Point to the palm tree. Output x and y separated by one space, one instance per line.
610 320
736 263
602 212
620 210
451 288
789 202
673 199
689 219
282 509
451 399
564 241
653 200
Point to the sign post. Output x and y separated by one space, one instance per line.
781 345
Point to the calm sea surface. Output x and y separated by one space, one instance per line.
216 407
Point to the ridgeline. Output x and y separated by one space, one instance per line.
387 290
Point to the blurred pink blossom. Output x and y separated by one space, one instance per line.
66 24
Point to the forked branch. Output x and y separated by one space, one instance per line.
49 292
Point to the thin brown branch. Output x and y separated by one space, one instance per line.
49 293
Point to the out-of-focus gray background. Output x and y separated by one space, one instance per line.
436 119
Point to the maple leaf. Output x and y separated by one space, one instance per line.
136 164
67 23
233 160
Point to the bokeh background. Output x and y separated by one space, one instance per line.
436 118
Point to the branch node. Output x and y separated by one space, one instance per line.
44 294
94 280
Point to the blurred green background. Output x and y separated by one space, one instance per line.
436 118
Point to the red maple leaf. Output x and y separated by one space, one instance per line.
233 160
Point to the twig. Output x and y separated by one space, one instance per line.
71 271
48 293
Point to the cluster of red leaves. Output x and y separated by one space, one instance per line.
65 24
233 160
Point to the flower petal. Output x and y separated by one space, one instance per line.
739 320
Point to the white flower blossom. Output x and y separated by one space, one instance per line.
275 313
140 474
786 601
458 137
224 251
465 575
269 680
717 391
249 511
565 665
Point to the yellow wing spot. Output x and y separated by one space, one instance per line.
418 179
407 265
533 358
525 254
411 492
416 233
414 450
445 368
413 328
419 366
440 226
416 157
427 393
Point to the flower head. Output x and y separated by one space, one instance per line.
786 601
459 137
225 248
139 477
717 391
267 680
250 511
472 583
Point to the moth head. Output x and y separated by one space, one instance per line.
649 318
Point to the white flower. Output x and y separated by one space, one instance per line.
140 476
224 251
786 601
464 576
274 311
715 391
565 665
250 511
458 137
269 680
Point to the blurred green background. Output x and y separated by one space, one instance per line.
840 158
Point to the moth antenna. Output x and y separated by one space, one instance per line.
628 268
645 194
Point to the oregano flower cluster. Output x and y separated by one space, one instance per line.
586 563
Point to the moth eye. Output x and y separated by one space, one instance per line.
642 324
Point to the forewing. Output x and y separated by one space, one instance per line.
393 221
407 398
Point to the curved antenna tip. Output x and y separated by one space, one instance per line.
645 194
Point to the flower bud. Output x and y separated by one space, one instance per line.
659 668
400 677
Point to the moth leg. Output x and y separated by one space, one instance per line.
+ + + +
> _Work to do_
Rewrite every line of the records above as a numbered list, omitting any blank lines.

> _The answer_
1. Point to the palm tree. Output x and y separated by one space, one instance per line.
2. 610 320
3. 736 263
4. 602 212
5. 620 210
6. 451 288
7. 789 202
8. 673 199
9. 689 219
10. 282 509
11. 451 399
12. 564 241
13. 653 200
14. Point to the sign post. Output x and y separated by one space, one instance per line.
15. 781 345
16. Point to the calm sea surface. Output x and y separated by one space, one instance per line.
17. 216 407
18. Point to the ridgeline. Output x and y separated by one space, one instance per line.
19. 387 290
20. Point to the blurred pink blossom. Output x and y separated by one space, one instance per line.
21. 66 24
22. Point to the forked branch. Output x and y separated by one space, one instance per line.
23. 49 292
24. Point to the thin brown branch. Output x and y separated by one space, one instance per line.
25. 49 293
26. Point to the out-of-focus gray background. Output x and y separated by one space, one instance per line.
27. 436 119
28. Point to the maple leaf. Output x and y separated by one space, one instance per line.
29. 136 164
30. 67 23
31. 233 160
32. Point to the bokeh background. Output x and y separated by one space, one instance per line.
33. 436 118
34. Point to the branch node. Output x and y separated by one space, one instance per line.
35. 44 294
36. 94 280
37. Point to the blurred green background. Output x and y separated by one space, one instance per line.
38. 436 118
39. Point to the red maple leaf. Output x and y separated by one space, one instance per line.
40. 233 160
41. Point to the twig. Output x and y separated by one space, one instance per line.
42. 71 271
43. 48 293
44. Point to the cluster of red leaves. Output x and y separated by one space, one instance per line.
45. 65 24
46. 233 160
47. Point to the flower petal. Output x and y separated by one space, one instance per line.
48. 739 320
49. Point to the white flower blossom. Output x and y separated by one space, one instance per line.
50. 275 313
51. 140 474
52. 786 601
53. 458 137
54. 224 251
55. 465 575
56. 269 680
57. 717 391
58. 249 511
59. 565 665
60. Point to the yellow wing spot. Output x and y separated by one space, one instance per line.
61. 418 179
62. 407 265
63. 533 358
64. 525 254
65. 411 492
66. 416 233
67. 414 450
68. 445 368
69. 413 328
70. 419 366
71. 440 226
72. 416 157
73. 427 393
74. Point to the flower head. Output x and y separated by one space, one instance per line.
75. 786 601
76. 459 137
77. 225 248
78. 139 477
79. 717 391
80. 267 680
81. 250 511
82. 472 583
83. Point to the moth head. Output x and y separated by one space, one instance per line.
84. 649 318
85. Point to the white flower. Output x and y separated by one space, one instance per line.
86. 140 476
87. 224 251
88. 786 601
89. 464 576
90. 274 311
91. 715 391
92. 565 665
93. 250 511
94. 458 137
95. 269 680
96. Point to the blurred green background. Output x and y separated by one space, one instance per line.
97. 840 158
98. Point to the moth antenna. Output x and y separated by one space, one instance per line.
99. 628 268
100. 645 194
101. Point to the oregano flower cluster. Output x and y separated by one space, one instance per line.
102. 586 563
103. Point to the moth eye. Output x and y separated by one space, one instance per line.
104. 642 324
105. Point to the forewing. Output x and y separated by one space, one instance per line.
106. 393 221
107. 407 398
108. Point to the curved antenna tip. Output x and y separated by one space, one instance per line.
109. 645 194
110. Point to the flower bud. Output x and y separated by one space, one instance per line.
111. 659 668
112. 400 677
113. Point to the moth leg. Output x and y separated by one space, one instance per line.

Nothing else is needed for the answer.